Contrecoeur accused call for trial to be halted
The defence isn’t responsible for the long delay in the Contrecoeur corruption trial and the case should be stopped because it has dragged on for too long, a lawyer for some of the accused argued on Tuesday.
Lawyers for Frank Zampino, the former No. 2 politician at Montreal city hall, and others accused of fraud in connection with the 2007 sale of the city-owned Faubourg Contrecoeur, are seeking to have the trial halted on the grounds of unreasonable delay since the group was arrested in May 2012.
Quebec Court Judge Yvan Poulin heard arguments from the defence on Tuesday concerning their requests for a stay of proceedings.
Of the 51 months, or just over 1,530 days, that the charges have been pending against Zampino and the others accused, 533 days have been eaten up by institutional delays, 588 days have been lost due to no one’s fault and 207 days are attributable to court-initiated procedures, such as case management hearings, defence lawyer Isabelle Lamarche argued before Poulin.

Pointing entries
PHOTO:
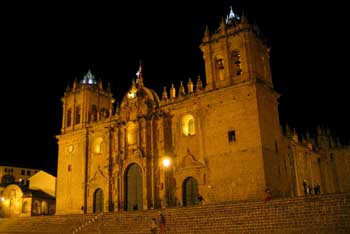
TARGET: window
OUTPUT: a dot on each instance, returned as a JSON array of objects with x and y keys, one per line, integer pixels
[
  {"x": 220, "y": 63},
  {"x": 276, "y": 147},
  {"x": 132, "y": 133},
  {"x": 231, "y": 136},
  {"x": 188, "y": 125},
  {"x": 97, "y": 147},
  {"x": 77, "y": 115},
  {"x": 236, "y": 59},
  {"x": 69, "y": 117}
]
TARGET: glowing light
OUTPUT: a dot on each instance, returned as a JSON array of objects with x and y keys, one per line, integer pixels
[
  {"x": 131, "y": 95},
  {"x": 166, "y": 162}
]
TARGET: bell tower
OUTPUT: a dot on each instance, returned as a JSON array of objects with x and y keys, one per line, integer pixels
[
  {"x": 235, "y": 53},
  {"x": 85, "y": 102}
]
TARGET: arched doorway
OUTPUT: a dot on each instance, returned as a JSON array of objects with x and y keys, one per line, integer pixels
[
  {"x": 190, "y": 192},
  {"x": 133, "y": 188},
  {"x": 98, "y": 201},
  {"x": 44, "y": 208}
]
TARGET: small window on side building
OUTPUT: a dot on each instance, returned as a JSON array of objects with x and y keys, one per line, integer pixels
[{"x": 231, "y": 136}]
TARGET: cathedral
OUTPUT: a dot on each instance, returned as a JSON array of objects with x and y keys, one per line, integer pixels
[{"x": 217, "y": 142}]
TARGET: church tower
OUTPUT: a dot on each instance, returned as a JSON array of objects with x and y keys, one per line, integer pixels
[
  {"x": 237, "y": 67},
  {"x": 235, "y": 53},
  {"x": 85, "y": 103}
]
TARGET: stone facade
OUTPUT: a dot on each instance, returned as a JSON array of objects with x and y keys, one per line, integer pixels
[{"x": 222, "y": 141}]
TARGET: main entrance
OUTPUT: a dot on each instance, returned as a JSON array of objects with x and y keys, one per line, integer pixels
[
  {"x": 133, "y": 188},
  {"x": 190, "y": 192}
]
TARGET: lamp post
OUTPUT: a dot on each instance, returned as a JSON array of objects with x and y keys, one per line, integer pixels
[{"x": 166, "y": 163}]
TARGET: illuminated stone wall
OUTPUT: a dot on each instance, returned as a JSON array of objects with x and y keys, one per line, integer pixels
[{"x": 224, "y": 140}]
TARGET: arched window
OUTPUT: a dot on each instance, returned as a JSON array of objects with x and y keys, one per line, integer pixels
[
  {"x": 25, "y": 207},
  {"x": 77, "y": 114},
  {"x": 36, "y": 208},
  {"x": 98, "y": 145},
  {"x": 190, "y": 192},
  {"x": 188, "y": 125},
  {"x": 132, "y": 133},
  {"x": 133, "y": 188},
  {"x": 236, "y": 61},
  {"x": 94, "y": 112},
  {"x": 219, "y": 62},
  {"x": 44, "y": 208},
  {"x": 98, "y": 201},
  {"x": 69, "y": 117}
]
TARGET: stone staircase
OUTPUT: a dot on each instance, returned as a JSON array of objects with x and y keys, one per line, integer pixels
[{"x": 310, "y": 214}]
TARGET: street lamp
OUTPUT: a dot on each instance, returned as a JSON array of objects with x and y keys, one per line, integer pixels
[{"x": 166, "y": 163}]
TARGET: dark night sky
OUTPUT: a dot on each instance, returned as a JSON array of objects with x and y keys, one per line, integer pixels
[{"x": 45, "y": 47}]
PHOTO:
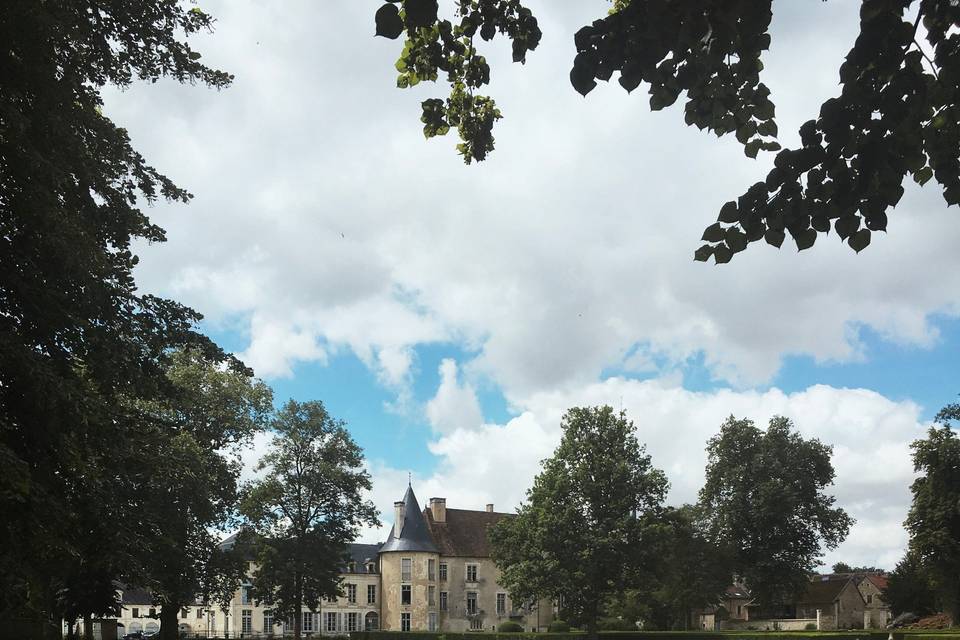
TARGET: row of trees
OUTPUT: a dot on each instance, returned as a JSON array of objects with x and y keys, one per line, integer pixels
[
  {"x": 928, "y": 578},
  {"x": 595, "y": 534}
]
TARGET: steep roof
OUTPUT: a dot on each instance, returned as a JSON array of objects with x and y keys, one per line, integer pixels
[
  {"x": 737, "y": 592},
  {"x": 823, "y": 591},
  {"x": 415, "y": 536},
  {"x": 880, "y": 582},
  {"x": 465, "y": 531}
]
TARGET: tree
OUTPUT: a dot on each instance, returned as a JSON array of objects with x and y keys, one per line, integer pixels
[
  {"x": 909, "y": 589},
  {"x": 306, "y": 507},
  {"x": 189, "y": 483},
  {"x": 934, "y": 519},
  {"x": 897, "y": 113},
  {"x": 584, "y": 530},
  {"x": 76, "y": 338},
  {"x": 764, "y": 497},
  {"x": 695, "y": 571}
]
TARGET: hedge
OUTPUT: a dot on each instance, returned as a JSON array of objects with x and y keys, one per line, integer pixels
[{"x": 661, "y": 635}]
--
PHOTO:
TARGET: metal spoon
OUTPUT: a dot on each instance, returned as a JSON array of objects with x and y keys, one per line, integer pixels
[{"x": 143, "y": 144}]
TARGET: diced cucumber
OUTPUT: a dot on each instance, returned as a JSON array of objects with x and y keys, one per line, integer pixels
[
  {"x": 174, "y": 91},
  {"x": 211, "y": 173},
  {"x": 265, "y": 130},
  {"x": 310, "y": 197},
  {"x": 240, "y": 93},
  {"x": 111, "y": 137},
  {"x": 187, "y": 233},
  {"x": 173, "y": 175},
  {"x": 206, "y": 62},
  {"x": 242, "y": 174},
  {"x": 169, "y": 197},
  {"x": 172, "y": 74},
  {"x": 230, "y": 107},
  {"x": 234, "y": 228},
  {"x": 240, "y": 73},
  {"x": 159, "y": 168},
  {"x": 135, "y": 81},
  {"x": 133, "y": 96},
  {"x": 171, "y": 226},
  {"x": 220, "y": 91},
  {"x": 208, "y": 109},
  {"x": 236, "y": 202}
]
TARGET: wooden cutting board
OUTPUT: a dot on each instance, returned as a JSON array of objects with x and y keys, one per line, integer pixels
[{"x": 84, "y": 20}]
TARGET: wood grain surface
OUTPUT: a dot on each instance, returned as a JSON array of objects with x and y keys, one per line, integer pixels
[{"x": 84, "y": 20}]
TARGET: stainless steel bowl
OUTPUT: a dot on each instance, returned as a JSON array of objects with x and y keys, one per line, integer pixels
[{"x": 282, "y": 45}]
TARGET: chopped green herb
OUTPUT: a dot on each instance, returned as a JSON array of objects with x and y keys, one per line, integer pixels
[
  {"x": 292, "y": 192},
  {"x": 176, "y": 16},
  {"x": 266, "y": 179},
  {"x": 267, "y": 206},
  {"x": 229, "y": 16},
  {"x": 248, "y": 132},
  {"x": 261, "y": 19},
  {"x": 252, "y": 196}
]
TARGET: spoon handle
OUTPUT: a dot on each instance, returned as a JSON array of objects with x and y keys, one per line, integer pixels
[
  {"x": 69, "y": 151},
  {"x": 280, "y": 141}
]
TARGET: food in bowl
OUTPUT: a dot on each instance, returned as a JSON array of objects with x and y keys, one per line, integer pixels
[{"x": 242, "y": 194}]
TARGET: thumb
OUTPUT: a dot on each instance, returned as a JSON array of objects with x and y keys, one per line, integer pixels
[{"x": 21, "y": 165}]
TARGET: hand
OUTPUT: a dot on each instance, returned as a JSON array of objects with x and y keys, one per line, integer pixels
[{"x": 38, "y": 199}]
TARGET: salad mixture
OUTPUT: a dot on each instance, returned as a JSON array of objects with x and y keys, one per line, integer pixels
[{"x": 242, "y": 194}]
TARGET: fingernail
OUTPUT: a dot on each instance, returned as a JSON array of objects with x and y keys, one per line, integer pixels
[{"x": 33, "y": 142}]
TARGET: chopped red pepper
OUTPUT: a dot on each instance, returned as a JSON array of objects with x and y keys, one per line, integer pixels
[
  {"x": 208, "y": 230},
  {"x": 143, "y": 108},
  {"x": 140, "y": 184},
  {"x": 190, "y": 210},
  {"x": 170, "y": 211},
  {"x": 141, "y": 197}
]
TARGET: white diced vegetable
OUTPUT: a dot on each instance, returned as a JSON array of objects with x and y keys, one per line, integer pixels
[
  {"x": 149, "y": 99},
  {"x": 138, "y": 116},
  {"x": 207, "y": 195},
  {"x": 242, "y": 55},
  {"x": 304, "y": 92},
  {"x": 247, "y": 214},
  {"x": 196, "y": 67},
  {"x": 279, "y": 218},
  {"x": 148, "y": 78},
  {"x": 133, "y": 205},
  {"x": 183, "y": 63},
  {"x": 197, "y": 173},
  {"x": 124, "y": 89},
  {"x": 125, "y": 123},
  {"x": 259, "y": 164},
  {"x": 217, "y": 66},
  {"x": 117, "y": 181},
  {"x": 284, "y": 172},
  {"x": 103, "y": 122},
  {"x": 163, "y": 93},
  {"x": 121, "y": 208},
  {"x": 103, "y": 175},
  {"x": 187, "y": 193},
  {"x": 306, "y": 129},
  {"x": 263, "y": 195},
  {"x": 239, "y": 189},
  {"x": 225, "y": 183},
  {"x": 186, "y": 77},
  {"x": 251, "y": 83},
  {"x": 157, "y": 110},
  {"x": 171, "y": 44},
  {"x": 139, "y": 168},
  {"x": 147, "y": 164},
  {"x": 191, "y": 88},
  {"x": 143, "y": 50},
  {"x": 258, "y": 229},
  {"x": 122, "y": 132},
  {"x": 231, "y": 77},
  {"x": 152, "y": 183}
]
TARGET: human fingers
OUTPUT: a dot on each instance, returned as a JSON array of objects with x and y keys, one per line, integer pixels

● Problem set:
[1] Answer these questions using the article on the Contrecoeur trial:
(a) In what year was the Faubourg Contrecoeur sold?
(b) In what month and year was the group arrested?
(c) How many days does the defence attribute to institutional delays?
[2] List every person named in the article on the Contrecoeur trial.
[3] Extend the article on the Contrecoeur trial from the point where it stops.

● Results for the exercise:
[1]
(a) 2007
(b) May 2012
(c) 533 days

[2] Frank Zampino, Yvan Poulin, Isabelle Lamarche

[3]
The Contrecoeur trial began in February, but has yet to hear from a single witness or hear any evidence because the court has dealt with a series of motions, most of them filed by the defence.
The trial is scheduled to resume in January.
Besides Zampino, Quebec’s anticorruption squad, UPAC, arrested Paolo Catania, former president of Construction Frank Catania et Associés Inc., and four former company executives in the Contrecoeur case. The firm is also charged.
Poulin asked Lamarche on Tuesday whether any delays were due to “complaisance” (obligingness) between the defence lawyers. However, Lamarche said that on the contrary, the lawyers have expressed in different ways that they’re concerned with getting court dates to move ahead and have been prepared to go to trial.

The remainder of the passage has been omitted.